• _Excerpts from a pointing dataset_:
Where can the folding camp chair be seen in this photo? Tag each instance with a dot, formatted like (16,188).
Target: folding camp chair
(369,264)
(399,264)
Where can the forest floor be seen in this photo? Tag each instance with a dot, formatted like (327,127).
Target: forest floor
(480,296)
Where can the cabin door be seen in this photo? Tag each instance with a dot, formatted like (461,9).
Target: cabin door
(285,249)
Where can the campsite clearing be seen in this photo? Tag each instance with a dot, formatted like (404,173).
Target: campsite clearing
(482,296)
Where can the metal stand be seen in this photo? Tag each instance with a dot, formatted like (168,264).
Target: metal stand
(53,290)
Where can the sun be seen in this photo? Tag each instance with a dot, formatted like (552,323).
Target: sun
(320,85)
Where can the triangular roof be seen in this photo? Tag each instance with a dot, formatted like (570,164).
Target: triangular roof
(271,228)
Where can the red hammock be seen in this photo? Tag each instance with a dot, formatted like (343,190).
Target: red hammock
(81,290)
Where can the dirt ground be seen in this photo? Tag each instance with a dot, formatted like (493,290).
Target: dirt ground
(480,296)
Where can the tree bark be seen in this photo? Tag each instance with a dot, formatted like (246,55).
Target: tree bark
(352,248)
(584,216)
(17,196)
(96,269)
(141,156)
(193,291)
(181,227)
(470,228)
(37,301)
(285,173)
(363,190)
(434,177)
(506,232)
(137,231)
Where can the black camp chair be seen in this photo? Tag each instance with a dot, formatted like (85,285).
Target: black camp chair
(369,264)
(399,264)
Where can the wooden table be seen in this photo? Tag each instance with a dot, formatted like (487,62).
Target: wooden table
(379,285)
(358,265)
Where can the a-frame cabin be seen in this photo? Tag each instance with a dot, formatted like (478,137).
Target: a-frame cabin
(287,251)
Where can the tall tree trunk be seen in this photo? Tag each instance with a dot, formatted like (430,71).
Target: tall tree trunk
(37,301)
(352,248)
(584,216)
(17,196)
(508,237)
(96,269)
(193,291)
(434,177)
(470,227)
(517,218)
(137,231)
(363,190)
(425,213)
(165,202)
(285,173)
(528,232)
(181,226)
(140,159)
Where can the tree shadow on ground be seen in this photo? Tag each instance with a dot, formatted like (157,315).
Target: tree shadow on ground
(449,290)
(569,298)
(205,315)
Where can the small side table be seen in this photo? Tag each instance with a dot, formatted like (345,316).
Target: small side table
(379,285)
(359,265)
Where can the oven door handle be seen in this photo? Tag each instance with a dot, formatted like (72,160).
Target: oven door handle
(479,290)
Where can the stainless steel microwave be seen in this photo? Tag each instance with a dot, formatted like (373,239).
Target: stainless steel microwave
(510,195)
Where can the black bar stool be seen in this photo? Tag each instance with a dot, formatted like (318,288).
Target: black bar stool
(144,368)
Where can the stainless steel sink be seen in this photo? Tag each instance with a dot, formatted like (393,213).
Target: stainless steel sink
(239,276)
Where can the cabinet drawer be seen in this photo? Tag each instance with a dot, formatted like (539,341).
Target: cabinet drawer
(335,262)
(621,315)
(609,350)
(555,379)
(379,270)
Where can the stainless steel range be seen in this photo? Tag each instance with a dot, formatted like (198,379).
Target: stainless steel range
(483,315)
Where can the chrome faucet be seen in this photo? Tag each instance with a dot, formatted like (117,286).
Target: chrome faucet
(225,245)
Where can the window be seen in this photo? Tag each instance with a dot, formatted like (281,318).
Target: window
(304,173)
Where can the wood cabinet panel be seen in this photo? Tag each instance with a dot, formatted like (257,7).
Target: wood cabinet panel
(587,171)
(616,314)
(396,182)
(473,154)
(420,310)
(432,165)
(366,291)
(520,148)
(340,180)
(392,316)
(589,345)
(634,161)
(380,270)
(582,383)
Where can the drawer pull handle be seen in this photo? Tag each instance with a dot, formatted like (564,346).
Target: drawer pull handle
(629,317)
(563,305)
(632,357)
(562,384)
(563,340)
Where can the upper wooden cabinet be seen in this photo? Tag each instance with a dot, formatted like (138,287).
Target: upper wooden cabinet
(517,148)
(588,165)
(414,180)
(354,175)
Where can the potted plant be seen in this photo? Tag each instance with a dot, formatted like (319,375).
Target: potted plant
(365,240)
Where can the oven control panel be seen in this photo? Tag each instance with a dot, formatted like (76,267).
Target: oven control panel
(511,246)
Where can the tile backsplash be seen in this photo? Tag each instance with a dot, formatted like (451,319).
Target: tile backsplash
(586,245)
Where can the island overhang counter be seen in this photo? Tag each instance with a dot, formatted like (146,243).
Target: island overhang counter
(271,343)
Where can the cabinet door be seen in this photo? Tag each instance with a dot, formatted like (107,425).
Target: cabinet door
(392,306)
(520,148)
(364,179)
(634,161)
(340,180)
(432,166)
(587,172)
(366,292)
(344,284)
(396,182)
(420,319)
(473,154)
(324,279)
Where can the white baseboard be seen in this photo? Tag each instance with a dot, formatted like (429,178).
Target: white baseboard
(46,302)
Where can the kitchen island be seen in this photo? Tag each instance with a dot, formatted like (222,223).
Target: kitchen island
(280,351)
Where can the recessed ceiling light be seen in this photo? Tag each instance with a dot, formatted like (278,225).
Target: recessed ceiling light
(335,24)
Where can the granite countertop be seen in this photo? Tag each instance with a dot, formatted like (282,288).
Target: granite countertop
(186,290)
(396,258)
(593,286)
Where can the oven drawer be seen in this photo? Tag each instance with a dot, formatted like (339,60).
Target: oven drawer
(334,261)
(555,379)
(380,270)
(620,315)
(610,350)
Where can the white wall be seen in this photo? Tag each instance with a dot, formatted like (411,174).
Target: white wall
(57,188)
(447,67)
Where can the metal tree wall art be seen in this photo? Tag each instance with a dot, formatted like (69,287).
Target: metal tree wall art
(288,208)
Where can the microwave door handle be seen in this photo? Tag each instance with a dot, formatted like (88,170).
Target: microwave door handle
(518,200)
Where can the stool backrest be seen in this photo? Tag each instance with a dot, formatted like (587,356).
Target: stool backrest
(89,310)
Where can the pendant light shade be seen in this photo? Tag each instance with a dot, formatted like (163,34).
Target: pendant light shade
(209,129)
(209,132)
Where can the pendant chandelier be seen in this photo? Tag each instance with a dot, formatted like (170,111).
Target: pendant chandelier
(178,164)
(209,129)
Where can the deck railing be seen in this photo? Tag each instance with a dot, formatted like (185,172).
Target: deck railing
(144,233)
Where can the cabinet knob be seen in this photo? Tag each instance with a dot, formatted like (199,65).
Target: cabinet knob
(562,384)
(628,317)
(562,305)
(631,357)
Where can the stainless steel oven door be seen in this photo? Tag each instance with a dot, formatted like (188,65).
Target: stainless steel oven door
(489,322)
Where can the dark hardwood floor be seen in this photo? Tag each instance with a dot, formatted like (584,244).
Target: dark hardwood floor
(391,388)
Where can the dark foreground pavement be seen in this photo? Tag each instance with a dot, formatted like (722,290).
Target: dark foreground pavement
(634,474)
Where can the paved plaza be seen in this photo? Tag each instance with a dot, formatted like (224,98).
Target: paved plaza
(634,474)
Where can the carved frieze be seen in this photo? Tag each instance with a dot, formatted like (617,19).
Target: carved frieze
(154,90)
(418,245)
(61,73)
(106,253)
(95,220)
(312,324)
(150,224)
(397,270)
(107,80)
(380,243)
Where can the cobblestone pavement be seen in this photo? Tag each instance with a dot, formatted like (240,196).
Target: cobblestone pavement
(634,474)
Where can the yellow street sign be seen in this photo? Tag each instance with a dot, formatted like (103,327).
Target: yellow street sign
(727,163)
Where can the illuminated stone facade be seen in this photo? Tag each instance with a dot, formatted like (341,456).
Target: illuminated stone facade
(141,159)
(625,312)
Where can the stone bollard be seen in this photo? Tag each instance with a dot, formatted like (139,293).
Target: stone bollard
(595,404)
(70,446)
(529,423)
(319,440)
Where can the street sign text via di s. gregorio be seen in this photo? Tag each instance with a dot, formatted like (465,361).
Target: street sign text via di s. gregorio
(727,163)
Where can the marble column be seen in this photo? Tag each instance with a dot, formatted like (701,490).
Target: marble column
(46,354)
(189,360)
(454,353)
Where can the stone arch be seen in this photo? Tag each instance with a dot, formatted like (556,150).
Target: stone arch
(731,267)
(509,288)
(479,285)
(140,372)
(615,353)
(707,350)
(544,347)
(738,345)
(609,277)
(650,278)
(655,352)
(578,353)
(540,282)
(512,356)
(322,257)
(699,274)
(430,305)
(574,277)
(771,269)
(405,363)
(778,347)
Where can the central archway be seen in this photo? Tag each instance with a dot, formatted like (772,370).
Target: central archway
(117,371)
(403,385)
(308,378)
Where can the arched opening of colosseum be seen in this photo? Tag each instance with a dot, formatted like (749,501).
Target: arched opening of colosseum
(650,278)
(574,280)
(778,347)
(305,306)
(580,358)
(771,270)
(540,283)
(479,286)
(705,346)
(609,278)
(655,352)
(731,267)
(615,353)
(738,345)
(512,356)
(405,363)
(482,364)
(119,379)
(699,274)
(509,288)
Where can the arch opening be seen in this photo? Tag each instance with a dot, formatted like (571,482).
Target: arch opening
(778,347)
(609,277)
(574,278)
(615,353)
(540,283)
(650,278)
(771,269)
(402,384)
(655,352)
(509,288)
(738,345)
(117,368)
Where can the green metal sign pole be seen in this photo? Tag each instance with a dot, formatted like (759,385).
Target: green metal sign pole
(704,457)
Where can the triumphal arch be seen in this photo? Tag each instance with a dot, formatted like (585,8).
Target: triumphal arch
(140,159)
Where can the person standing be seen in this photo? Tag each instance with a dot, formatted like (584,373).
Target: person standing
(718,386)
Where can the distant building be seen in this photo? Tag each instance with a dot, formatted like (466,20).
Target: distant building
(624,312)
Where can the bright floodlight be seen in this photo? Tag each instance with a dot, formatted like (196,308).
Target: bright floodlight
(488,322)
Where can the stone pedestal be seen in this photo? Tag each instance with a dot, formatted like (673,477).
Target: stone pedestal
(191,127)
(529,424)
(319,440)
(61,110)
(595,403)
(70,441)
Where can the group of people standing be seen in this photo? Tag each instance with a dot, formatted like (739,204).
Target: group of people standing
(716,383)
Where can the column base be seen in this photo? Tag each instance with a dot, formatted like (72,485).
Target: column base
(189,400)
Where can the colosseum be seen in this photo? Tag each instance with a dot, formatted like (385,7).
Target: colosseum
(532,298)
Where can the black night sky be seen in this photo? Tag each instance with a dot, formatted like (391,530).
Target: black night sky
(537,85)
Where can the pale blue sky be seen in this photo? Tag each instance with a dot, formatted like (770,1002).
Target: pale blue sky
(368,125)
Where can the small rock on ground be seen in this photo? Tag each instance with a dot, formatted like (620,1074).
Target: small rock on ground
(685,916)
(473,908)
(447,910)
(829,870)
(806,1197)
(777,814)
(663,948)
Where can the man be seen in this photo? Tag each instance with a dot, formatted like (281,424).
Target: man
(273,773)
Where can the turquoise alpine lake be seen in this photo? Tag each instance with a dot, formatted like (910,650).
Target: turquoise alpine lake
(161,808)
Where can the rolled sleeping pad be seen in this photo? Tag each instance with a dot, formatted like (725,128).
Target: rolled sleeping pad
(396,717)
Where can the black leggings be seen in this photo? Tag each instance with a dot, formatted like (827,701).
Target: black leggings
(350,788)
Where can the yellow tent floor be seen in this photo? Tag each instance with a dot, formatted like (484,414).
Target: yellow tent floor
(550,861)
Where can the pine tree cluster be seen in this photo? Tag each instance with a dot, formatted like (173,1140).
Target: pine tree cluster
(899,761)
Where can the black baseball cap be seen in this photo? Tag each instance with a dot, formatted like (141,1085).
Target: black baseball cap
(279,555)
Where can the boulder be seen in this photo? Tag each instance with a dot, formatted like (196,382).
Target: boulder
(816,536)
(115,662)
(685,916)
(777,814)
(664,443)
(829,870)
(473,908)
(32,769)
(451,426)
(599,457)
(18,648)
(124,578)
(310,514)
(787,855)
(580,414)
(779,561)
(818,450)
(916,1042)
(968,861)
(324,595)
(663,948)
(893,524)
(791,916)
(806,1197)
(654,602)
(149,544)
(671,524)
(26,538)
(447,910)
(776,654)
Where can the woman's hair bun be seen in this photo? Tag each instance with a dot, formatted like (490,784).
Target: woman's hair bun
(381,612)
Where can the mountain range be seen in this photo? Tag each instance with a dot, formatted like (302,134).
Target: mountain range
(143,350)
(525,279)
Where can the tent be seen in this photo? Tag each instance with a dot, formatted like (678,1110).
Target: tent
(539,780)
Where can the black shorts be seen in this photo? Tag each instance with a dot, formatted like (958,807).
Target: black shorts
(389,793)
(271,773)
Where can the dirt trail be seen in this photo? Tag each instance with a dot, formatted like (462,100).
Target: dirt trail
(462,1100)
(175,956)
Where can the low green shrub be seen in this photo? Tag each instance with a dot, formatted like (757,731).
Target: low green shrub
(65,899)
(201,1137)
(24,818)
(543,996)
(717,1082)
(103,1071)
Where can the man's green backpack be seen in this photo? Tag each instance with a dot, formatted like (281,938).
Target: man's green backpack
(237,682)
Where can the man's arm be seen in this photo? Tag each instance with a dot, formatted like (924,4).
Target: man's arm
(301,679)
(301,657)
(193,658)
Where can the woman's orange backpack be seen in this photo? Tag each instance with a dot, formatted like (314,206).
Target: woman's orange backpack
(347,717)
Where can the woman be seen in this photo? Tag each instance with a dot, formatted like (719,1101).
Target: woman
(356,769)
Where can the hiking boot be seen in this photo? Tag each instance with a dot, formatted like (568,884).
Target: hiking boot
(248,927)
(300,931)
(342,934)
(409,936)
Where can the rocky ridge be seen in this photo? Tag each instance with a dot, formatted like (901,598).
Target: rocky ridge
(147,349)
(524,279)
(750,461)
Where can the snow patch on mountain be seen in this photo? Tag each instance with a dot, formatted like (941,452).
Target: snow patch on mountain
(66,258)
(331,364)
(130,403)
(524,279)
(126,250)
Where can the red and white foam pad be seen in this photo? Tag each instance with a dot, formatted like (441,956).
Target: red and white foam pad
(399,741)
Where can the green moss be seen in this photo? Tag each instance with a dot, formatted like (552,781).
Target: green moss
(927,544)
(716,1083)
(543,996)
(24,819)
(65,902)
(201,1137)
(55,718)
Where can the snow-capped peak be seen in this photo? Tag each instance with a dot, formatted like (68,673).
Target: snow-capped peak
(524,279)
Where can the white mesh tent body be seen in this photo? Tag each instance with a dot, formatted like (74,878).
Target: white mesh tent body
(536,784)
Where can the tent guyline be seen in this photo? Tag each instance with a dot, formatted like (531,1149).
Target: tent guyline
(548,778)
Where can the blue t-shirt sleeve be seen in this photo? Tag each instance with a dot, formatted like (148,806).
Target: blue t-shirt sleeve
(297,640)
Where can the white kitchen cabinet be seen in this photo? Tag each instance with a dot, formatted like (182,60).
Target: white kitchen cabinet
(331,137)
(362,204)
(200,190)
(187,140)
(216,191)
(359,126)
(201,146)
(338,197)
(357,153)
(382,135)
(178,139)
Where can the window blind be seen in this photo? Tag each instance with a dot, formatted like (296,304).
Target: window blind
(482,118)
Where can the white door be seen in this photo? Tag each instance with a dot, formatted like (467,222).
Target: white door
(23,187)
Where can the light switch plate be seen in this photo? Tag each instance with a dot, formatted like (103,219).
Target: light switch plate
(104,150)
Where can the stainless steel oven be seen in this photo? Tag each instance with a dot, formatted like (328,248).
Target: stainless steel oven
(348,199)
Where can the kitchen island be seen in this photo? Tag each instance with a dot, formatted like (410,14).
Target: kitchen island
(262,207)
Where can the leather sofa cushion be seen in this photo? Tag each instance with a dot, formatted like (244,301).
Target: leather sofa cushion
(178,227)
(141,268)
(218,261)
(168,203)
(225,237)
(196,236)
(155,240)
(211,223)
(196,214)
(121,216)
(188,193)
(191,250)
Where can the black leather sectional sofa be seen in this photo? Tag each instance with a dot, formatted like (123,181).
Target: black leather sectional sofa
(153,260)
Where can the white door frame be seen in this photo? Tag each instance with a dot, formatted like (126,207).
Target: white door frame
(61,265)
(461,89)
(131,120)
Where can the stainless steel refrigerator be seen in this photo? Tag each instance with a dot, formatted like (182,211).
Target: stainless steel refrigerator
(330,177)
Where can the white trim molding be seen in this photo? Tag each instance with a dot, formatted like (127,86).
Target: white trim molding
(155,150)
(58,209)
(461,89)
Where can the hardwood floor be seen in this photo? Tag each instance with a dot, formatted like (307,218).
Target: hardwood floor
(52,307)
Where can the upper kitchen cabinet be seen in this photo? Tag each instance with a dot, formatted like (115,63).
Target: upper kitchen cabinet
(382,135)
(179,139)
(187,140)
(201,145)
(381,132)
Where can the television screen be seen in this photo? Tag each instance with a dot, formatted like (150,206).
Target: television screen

• _WRITTEN PROBLEM_:
Beginning with the line that contains "Where can the white trim" and continuing through the last line above, arrange those lines as a numbered list, leaving out any blank lines.

• _THE OUTPUT_:
1. Where can the white trim molding be seen in this photo? Tag each instance with a dot, formatted like (127,86).
2. Target: white trim molding
3. (155,150)
4. (58,209)
5. (461,89)
6. Where can the hardwood floor be seen in this photo? Tag each instance with a dot, formatted like (307,218).
7. Target: hardwood floor
8. (52,307)
9. Where can the upper kitchen cabinet be seen in this photo? Tag each instance with a dot, formatted like (115,63).
10. Target: upper kitchen cabinet
11. (382,135)
12. (179,139)
13. (187,140)
14. (201,145)
15. (381,132)
16. Where can the television screen be seen in this photo? Tag each instance with a dot, formatted like (150,206).
17. Target: television screen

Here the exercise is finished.